To-do item:
Put every line of the records below into a JSON list of strings, one string per line, leaving out blank lines and the pictures.

Material supplied:

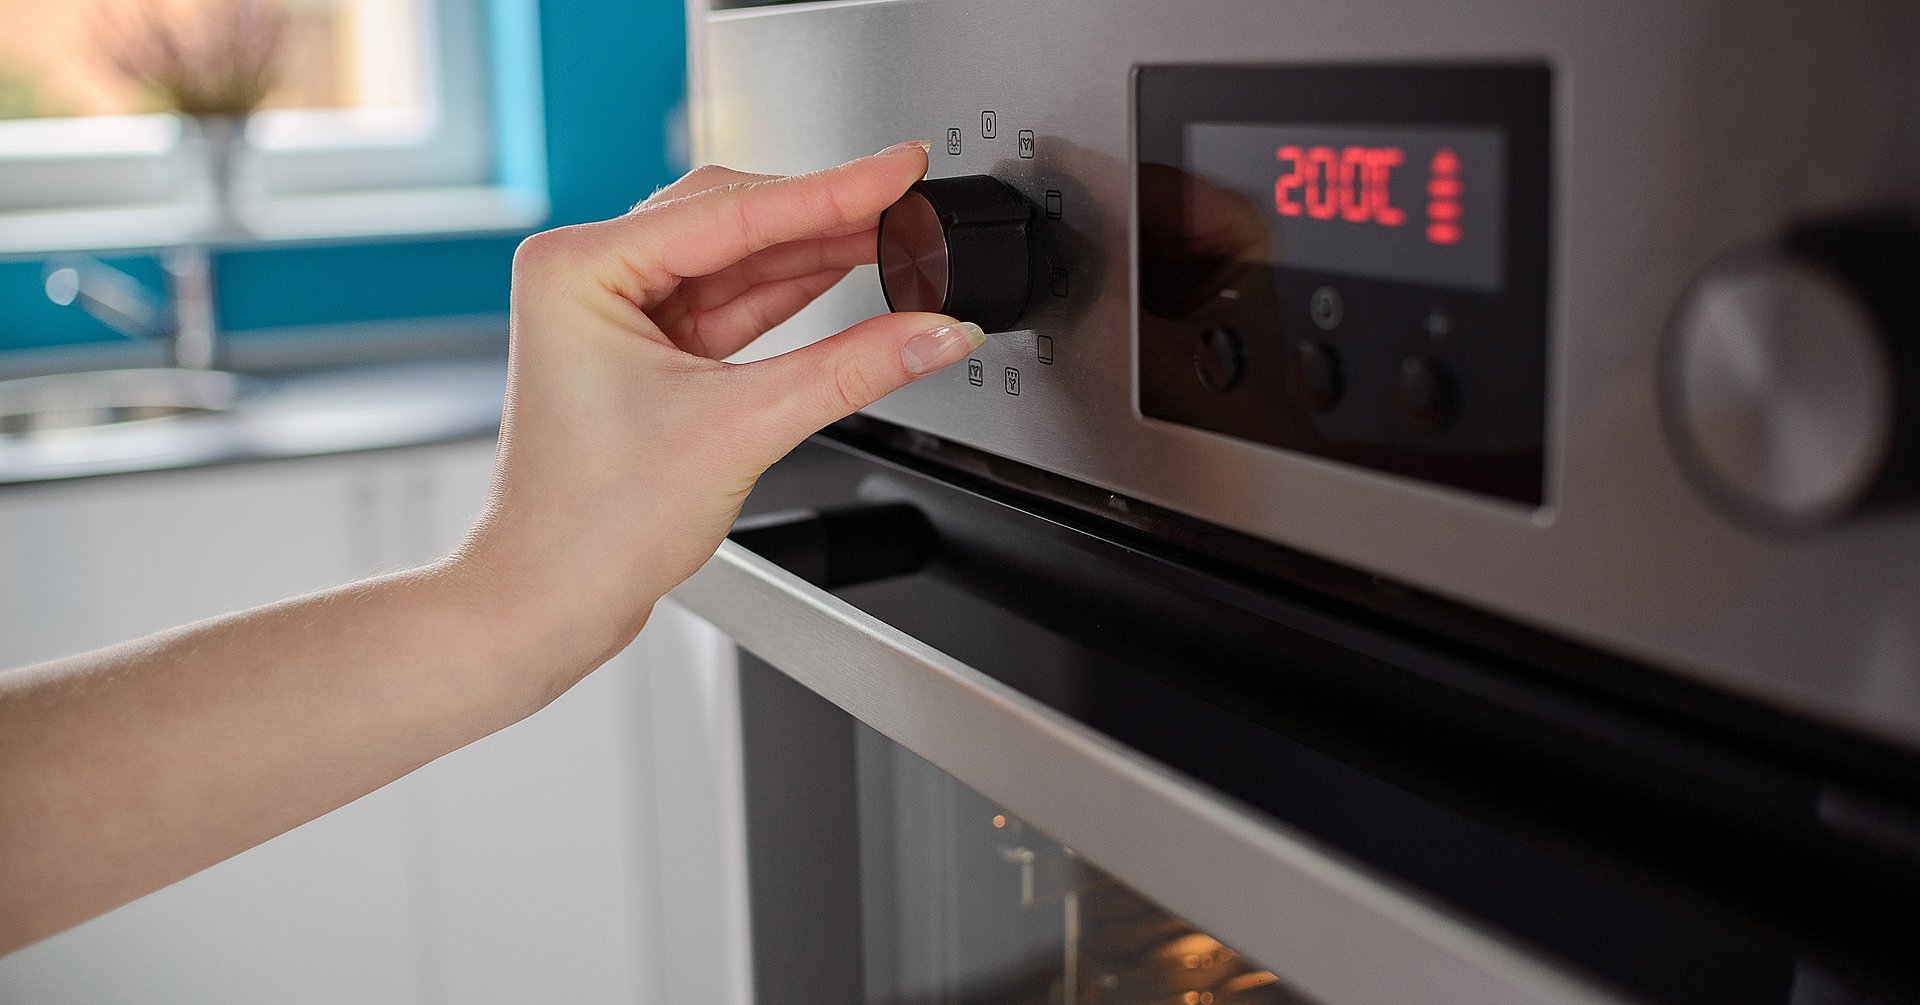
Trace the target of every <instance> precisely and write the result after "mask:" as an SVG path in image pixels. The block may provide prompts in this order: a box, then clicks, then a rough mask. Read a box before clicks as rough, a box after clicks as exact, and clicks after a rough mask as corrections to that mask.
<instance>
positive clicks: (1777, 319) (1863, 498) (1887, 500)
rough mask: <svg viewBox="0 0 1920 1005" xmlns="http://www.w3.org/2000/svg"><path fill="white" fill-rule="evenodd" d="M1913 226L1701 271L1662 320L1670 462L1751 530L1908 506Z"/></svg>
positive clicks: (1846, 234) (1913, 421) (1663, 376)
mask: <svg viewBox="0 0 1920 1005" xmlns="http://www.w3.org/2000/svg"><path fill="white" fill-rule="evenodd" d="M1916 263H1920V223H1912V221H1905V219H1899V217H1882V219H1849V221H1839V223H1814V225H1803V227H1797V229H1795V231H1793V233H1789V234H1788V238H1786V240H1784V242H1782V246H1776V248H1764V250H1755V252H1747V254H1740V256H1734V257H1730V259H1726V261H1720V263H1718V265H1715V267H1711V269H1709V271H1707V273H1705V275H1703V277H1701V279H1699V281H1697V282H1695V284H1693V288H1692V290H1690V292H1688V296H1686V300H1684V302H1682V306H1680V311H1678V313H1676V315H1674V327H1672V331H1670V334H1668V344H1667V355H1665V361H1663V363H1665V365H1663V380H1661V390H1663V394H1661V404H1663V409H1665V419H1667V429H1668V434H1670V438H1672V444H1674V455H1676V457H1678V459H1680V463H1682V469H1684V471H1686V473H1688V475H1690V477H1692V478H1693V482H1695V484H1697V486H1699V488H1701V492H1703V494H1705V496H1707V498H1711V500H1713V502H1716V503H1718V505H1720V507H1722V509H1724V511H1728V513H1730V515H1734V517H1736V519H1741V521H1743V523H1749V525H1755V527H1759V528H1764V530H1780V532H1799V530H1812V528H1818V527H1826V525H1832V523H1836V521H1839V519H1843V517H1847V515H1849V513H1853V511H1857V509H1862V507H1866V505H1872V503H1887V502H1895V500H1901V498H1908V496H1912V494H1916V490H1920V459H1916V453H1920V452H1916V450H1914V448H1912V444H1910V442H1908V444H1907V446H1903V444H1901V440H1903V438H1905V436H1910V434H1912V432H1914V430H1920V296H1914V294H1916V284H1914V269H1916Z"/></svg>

Finished task:
[
  "Trace the target of every <instance> precisely and write the result after \"mask:\" as an SVG path in image pixels. The block may provide prompts in this order: a box, then clicks, then a rough mask. Read a box before clicks as rough, a box after clicks as exact, and clicks after a rough mask as corrections to that mask.",
  "<instance>",
  "positive clicks: (1777, 319) (1863, 498) (1887, 500)",
  "rough mask: <svg viewBox=\"0 0 1920 1005\" xmlns=\"http://www.w3.org/2000/svg\"><path fill=\"white\" fill-rule=\"evenodd\" d=\"M1913 226L1701 271L1662 320L1670 462L1751 530L1908 506Z\"/></svg>",
  "positive clicks: (1846, 234) (1913, 421) (1663, 376)",
  "mask: <svg viewBox=\"0 0 1920 1005\" xmlns=\"http://www.w3.org/2000/svg\"><path fill=\"white\" fill-rule=\"evenodd\" d=\"M1916 263H1920V223H1912V221H1905V219H1899V217H1882V219H1849V221H1839V223H1814V225H1803V227H1797V229H1795V231H1793V233H1789V234H1788V238H1786V240H1784V242H1782V246H1776V248H1764V250H1755V252H1747V254H1740V256H1734V257H1730V259H1726V261H1720V263H1718V265H1715V267H1711V269H1709V271H1707V273H1705V275H1703V277H1701V279H1699V281H1697V282H1695V284H1693V288H1692V290H1690V292H1688V296H1686V300H1684V302H1682V306H1680V311H1678V313H1676V315H1674V327H1672V331H1670V334H1668V344H1667V355H1665V361H1663V363H1665V365H1663V380H1661V390H1663V394H1661V404H1663V409H1665V419H1667V429H1668V434H1670V438H1672V444H1674V455H1676V457H1678V459H1680V463H1682V469H1684V471H1686V473H1688V475H1690V477H1692V478H1693V482H1695V484H1697V486H1699V488H1701V492H1703V494H1705V496H1707V498H1711V500H1713V502H1716V503H1718V505H1720V507H1722V509H1724V511H1728V513H1730V515H1734V517H1736V519H1741V521H1743V523H1749V525H1755V527H1759V528H1764V530H1780V532H1799V530H1812V528H1818V527H1826V525H1832V523H1836V521H1839V519H1843V517H1847V515H1849V513H1853V511H1857V509H1862V507H1866V505H1872V503H1887V502H1895V500H1901V498H1908V496H1912V494H1916V490H1920V459H1916V453H1920V452H1916V450H1914V448H1912V444H1910V442H1908V444H1907V446H1903V444H1901V440H1903V438H1905V436H1910V434H1912V432H1914V430H1920V296H1914V294H1916V284H1914V269H1916Z\"/></svg>"
]